**Input data:**

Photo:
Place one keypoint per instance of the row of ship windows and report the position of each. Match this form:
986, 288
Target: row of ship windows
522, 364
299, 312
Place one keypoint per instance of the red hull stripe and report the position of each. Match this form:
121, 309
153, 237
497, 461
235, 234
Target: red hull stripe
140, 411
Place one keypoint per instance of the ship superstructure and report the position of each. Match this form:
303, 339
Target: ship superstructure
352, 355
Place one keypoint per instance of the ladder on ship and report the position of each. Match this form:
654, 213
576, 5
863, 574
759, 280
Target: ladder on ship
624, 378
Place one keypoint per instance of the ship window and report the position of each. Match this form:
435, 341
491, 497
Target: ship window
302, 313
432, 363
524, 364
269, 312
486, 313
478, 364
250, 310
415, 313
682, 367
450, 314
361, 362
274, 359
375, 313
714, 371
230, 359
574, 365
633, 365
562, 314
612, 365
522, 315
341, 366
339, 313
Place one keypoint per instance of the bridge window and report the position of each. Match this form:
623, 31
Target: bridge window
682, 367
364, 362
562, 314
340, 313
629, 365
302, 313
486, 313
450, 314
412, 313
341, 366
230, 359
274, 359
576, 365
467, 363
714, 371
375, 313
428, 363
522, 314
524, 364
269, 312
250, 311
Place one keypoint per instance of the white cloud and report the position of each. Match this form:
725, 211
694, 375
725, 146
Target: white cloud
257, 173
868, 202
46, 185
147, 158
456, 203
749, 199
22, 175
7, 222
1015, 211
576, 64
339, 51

**Short exercise:** Starting at the line that contains "Place one keypoint per instance of the ship window" and continuing through the end of the entries, repeat those lines with "white cloud" switched to "gray cloud" and everything else left unchanged.

**Result of this exercise:**
Place one keypoint per instance of the ship window and report the position of each. Match this form:
435, 341
491, 497
Target: ship window
302, 313
432, 363
524, 364
269, 312
486, 313
478, 364
250, 310
415, 313
682, 367
450, 314
361, 362
274, 359
375, 313
714, 371
230, 359
574, 365
633, 365
562, 314
612, 365
522, 315
341, 366
339, 313
Place one keypoint per instance of the bridge window and report the position of each. Match this form:
623, 31
Target: bridge window
682, 367
364, 362
562, 314
340, 313
629, 365
302, 313
486, 313
450, 314
412, 313
341, 366
230, 359
274, 359
576, 365
467, 363
714, 371
375, 313
428, 363
522, 314
524, 364
269, 312
250, 311
Place one keypoint per instance of the gray cloud and report the position of each. Match this form:
725, 211
694, 375
725, 146
Target: gray cloud
257, 173
868, 202
46, 185
147, 158
456, 203
749, 199
22, 175
7, 222
1015, 211
576, 64
339, 51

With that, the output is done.